WHAT IS ASKED: Copy out the records precisely, omitting pictures.

MATERIAL FOR THIS EXERCISE:
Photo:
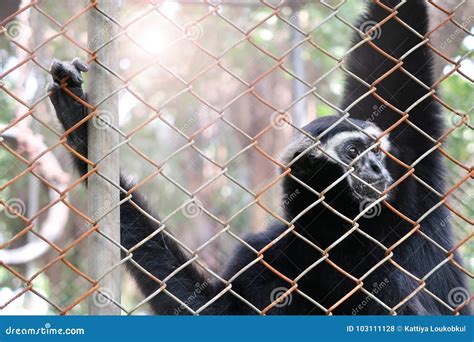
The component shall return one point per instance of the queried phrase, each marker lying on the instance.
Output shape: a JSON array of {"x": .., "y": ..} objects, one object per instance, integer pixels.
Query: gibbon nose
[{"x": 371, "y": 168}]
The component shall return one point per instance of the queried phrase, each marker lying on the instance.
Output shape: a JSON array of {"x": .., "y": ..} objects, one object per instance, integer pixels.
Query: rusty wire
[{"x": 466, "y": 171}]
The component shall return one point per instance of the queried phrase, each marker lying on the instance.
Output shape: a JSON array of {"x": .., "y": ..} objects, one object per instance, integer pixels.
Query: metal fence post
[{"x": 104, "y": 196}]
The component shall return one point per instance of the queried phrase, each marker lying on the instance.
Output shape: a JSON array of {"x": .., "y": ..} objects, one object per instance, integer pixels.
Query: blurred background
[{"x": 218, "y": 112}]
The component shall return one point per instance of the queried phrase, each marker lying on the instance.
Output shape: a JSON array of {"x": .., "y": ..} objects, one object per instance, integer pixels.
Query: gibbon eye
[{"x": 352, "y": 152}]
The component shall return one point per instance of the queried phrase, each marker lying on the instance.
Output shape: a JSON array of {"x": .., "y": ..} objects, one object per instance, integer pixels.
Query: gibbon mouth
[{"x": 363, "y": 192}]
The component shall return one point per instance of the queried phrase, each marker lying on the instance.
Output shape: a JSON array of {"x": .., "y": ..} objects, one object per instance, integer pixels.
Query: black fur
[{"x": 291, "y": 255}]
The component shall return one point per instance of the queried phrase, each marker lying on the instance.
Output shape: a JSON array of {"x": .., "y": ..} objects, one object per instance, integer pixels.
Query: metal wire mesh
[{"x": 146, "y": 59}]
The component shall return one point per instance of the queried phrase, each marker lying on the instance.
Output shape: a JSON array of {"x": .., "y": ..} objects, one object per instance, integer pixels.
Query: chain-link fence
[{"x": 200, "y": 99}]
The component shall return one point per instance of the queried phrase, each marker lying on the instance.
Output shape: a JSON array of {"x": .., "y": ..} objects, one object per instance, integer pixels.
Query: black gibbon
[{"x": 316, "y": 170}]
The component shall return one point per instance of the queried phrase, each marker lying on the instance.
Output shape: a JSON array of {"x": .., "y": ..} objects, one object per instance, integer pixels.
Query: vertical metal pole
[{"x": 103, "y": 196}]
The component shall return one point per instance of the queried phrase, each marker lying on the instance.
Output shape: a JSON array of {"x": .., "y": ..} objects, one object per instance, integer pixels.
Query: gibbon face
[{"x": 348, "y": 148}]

WRITTEN ANSWER:
Photo:
The component shall return one point per instance of the queried phrase, each marker lying on the instance.
Output shape: a JSON array of {"x": .., "y": ..} objects, one object per instance, integer pixels.
Query: gibbon nose
[{"x": 371, "y": 168}]
The component shall return one point per instance of the queried phrase, each marker lying on the instance.
Output shape: a JSON array of {"x": .., "y": ..} objects, one object per instance, integer pixels.
Query: rusty wire
[{"x": 466, "y": 171}]
The component shall return one point per instance of the queried phrase, each marker lying on the instance.
Output shape: a JSON array of {"x": .., "y": ..} objects, one object per instance, integer pixels.
Query: metal fence post
[{"x": 104, "y": 196}]
The component shall return one point per instance of the queried phrase, each marker lying on the instance.
Output shape: a JSON array of {"x": .., "y": ..} objects, one object per instance, integer pixels.
Query: blurred background
[{"x": 218, "y": 112}]
The component shall return one point per instance of the queried phrase, each marker lying on the instance.
Output shape: a JSON array of {"x": .., "y": ..} objects, one object per instance, integer pixels.
Query: gibbon eye
[{"x": 352, "y": 152}]
The component shall return one point per instance of the queried phrase, each marker lying on the instance.
Output shape: a JSON array of {"x": .., "y": ..} objects, one object per instance, integer pixels.
Query: gibbon mouth
[{"x": 363, "y": 192}]
The component shall return one point per instance of the queried phrase, each marker lying on the instance.
Output shape: a JSON array of {"x": .., "y": ..} objects, one object per instance, integer pixels.
Query: black fur
[{"x": 291, "y": 255}]
The component shall return one point per instance of the queried phrase, each marker lying on the instance.
Output shape: a JSON array of {"x": .., "y": ..} objects, one object per instance, integer pixels.
Query: metal wire mesh
[{"x": 146, "y": 59}]
The component shall return one point per instance of the queried phrase, each marker lying on the instance.
Output shape: a JSON array of {"x": .., "y": ..} objects, one object per instance, integer pixels.
Query: chain-link fence
[{"x": 200, "y": 99}]
The component shall return one point per instance of the queried phrase, each marker lying on the instance.
Output shape: a JSON array of {"x": .., "y": ..} objects, one object per instance, integer pixels.
Query: black gibbon
[{"x": 316, "y": 170}]
The component shall return one point per instance of the queried phrase, each marker lying on the instance.
Output shape: a JSON array of {"x": .., "y": ..} objects, one object per instance, integer pixels.
Query: vertical metal pole
[{"x": 103, "y": 196}]
The component shall return one point per instance of the queried phrase, each marker lying on the instance.
Output shape: a JSON array of {"x": .., "y": ..} objects, one object per instance, integer pixels.
Query: gibbon face
[{"x": 348, "y": 148}]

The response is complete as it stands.